Text extract:

Here we are ! Let's close the browser then !

### Exercise

1. Use Selenium for opening the homepage of your favourite newspaper (not the New York Times, too easy)
2. Close the cookie banner (if it appears)
3. Get the link of the first article of the page and open it
4. Print the title and the content of the article

**tip:** [Newspaper3k](https://pypi.org/project/newspaper3k/) is a powerful library for scraping articles from newspapers. Have a look to the `fulltext` method.

In [62]:
from selenium import webdriver
from selenium.webdriver.common.keys import Keys
from selenium.webdriver.common.by import By
from selenium.webdriver.support.ui import WebDriverWait
from selenium.webdriver.support import expected_conditions as EC

url = "https://www.lalibre.be/"

driver = webdriver.Chrome()
driver.get(url)

try:
    cookie_button = WebDriverWait(driver, 10).until(EC.element_to_be_clickable((By.XPATH, "//*[@id='didomi-notice-agree-button']")))
    cookie_button.click()
    print("Cookie button clicked successfully.")
except Exception as e:
    print(f"An error occurred: {e}")

Dataset items:

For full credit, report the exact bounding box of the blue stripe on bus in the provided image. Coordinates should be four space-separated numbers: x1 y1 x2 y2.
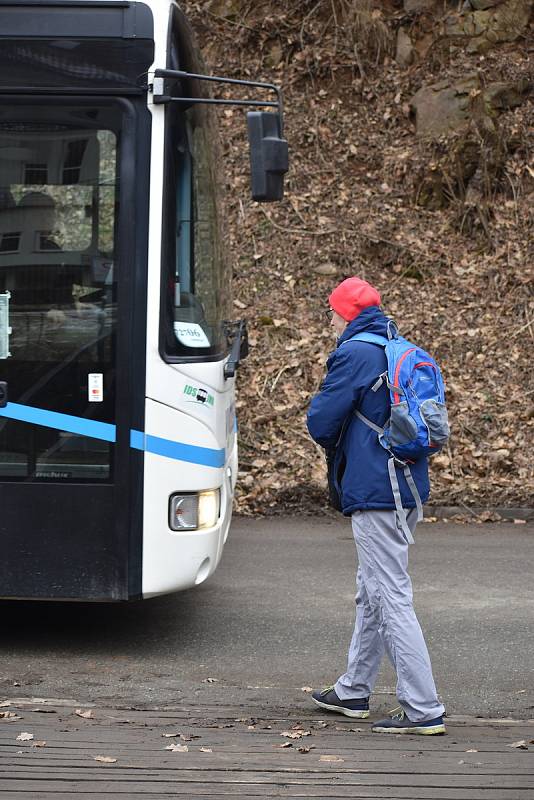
134 430 226 467
0 403 226 467
0 403 116 442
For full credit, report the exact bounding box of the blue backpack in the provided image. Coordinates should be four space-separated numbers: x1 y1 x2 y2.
347 320 450 542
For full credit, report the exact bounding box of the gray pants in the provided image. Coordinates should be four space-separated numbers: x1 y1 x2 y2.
335 509 445 722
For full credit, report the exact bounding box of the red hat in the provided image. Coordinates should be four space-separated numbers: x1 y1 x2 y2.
328 278 380 322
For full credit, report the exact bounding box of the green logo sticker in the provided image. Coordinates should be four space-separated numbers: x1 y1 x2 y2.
184 383 215 406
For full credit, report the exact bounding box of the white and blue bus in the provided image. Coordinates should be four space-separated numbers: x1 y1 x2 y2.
0 0 287 600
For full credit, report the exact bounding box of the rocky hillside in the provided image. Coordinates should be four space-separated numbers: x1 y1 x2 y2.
183 0 534 513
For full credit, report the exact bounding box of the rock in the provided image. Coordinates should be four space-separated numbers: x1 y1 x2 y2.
404 0 436 14
313 264 339 276
470 0 504 11
445 0 534 53
411 75 481 139
395 28 414 67
484 81 534 116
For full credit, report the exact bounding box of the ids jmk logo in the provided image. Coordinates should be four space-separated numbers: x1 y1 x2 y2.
184 383 215 406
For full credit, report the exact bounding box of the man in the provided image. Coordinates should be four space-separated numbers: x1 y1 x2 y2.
308 277 445 735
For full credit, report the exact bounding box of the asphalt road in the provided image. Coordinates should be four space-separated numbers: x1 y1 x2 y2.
0 517 534 718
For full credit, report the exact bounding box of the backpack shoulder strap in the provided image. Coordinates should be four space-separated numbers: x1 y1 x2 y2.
344 331 388 347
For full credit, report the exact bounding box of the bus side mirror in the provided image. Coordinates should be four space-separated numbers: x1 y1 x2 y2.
247 111 289 203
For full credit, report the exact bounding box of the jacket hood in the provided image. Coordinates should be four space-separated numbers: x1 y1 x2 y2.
337 306 390 347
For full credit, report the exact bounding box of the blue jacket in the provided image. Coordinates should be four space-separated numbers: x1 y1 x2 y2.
308 306 430 516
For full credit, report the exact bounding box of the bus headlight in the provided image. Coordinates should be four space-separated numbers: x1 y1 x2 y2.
169 489 221 531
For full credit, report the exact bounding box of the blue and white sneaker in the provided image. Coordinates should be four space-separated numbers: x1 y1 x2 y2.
312 686 369 719
371 708 447 736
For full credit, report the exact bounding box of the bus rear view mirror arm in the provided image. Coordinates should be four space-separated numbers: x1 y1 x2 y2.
148 69 289 203
224 319 248 380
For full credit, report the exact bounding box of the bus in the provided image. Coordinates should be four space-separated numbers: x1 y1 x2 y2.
0 0 288 601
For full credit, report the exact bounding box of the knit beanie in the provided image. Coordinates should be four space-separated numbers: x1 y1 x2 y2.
328 278 380 322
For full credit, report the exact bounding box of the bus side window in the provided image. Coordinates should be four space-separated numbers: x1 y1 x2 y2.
175 139 193 298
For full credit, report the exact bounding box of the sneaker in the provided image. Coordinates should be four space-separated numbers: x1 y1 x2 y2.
312 686 369 719
371 708 447 736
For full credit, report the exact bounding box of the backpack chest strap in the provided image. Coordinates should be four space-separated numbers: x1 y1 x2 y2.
354 410 423 544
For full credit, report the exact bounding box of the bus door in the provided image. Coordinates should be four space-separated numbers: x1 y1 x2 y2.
0 97 136 599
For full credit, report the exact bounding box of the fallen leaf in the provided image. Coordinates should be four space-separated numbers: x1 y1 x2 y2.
74 708 93 719
280 728 311 739
165 744 189 753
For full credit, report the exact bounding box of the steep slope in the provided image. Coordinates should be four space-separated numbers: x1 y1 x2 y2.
183 0 534 513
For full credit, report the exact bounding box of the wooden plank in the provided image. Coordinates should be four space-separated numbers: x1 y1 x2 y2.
0 705 534 800
2 780 532 800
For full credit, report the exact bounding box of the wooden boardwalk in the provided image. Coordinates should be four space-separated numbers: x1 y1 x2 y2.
0 700 534 800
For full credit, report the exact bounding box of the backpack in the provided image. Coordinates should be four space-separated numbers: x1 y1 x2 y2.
347 320 450 543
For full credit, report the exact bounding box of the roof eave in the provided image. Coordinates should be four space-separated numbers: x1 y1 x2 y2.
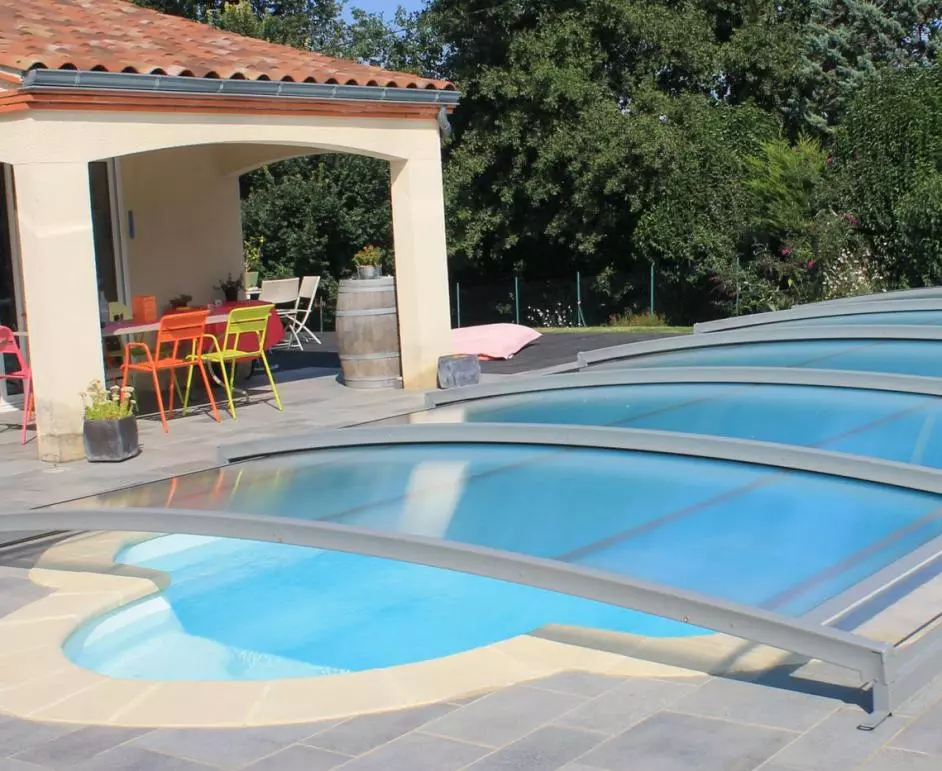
20 69 461 108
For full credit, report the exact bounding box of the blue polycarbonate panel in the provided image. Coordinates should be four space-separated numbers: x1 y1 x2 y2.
75 444 942 614
592 340 942 377
763 310 942 327
460 383 942 468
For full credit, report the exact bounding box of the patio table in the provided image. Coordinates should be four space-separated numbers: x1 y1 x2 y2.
101 300 285 351
101 300 285 399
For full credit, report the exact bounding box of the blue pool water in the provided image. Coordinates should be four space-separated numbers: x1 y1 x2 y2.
462 383 942 468
592 338 942 377
66 444 942 680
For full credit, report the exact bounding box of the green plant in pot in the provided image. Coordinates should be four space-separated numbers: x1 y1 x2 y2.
213 273 242 302
170 294 193 311
353 246 383 278
82 380 141 463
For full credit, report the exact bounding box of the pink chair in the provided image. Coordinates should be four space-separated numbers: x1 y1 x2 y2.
0 327 35 444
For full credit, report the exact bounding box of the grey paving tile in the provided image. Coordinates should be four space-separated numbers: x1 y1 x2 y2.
468 726 605 771
864 749 942 771
895 675 942 717
341 733 488 771
557 678 696 734
244 744 350 771
423 686 586 747
0 758 46 771
305 704 458 755
73 745 213 771
579 712 796 771
671 678 841 731
775 707 907 771
14 726 147 768
891 702 942 752
132 724 320 769
527 672 625 697
0 718 76 758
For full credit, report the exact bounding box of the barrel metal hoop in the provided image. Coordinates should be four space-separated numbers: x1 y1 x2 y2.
334 308 396 317
340 351 399 361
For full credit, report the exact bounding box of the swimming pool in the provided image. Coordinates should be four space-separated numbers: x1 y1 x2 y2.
65 443 942 680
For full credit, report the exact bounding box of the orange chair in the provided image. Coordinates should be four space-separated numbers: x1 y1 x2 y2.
121 309 220 433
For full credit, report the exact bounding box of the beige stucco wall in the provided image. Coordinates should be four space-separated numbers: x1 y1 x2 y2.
119 146 242 308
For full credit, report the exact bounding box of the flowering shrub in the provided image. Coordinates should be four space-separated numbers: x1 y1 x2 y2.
821 249 884 300
526 302 572 328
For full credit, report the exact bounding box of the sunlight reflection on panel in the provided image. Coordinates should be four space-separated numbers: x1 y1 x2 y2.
399 461 470 538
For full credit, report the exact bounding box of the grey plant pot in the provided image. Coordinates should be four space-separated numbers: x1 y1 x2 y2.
357 265 383 278
82 415 141 463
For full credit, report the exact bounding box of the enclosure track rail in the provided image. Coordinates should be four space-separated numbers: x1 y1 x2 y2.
693 297 942 334
576 324 942 369
425 367 942 408
794 286 942 308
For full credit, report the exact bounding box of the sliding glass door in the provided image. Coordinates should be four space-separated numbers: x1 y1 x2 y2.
0 160 127 410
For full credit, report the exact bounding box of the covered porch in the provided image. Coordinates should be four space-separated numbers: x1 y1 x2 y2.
0 3 457 462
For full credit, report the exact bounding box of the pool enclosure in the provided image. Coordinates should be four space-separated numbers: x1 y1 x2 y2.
0 295 942 727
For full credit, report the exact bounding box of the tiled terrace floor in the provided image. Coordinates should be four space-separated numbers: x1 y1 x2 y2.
0 340 942 771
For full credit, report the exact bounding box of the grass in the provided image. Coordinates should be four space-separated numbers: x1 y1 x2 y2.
537 326 693 335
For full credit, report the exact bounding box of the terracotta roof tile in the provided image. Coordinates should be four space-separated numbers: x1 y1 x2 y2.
0 0 454 89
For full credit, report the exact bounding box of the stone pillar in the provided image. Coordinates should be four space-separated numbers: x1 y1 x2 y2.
13 162 104 463
390 138 452 390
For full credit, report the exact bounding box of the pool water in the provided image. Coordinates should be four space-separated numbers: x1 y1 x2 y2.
65 444 942 680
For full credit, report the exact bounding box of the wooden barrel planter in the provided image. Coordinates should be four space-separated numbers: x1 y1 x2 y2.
337 276 402 388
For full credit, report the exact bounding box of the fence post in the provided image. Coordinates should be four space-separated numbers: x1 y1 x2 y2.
576 270 585 327
651 260 654 316
514 276 520 324
736 254 739 316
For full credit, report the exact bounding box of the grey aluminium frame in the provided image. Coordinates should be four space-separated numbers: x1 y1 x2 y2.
577 324 942 369
425 367 942 409
795 286 942 308
37 424 942 728
693 297 942 334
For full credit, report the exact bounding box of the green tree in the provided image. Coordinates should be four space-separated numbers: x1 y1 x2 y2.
837 65 942 286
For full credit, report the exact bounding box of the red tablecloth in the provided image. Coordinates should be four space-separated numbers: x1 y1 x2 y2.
206 300 285 351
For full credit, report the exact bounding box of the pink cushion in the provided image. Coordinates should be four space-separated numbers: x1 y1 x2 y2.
451 324 540 359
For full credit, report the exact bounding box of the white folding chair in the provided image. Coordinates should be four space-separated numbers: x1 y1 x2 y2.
278 276 321 348
258 278 301 348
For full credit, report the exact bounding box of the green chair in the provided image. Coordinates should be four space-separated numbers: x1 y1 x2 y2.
189 305 284 419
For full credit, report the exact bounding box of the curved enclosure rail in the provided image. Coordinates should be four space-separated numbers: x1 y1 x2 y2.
795 286 942 308
412 367 942 468
578 325 942 377
425 367 942 408
693 297 942 333
35 425 942 722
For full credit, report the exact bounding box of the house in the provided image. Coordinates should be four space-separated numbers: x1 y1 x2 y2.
0 0 458 462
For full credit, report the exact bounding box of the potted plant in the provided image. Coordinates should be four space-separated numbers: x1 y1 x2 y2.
82 380 141 463
170 294 193 311
213 273 242 302
353 246 383 278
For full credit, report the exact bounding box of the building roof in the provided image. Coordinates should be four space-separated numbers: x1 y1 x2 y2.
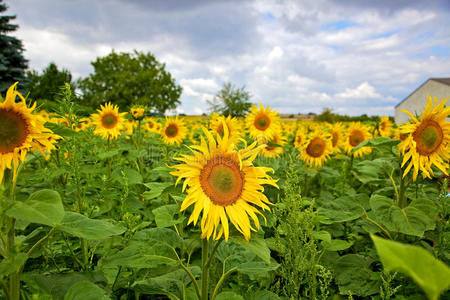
395 78 450 108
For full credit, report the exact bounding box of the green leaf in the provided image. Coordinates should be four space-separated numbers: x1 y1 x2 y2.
352 137 400 153
64 280 111 300
322 240 353 251
152 204 185 227
237 261 279 275
233 236 270 263
0 253 28 277
142 182 173 200
335 254 380 297
216 291 245 300
370 195 436 237
57 211 125 240
6 190 64 227
371 235 450 300
318 194 368 224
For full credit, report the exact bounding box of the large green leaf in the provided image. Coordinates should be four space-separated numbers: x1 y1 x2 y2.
57 211 125 240
0 253 28 277
318 194 368 224
64 280 111 300
152 204 185 227
372 235 450 300
334 254 380 297
6 190 64 227
233 236 270 263
142 182 173 200
370 195 436 237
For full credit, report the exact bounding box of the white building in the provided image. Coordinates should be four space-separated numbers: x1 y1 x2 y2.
395 78 450 124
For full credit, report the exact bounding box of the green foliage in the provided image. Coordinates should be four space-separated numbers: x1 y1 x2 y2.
372 235 450 300
208 82 252 117
0 0 28 95
78 51 182 113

Goal: Decide whether each statement agrees with the Selenium exercise, and answer yes or no, quoting the words that decide it: (a) The exercise rules out the New York Times as the newspaper to use. (b) The code launches a Firefox browser. (c) One step asks for the title and the content of the article to be printed. Rely only on the text, not on the records.

Output for this exercise: (a) Yes: "not the New York Times, too easy". (b) No: "driver = webdriver.Chrome()". (c) Yes: "Print the title and the content of the article".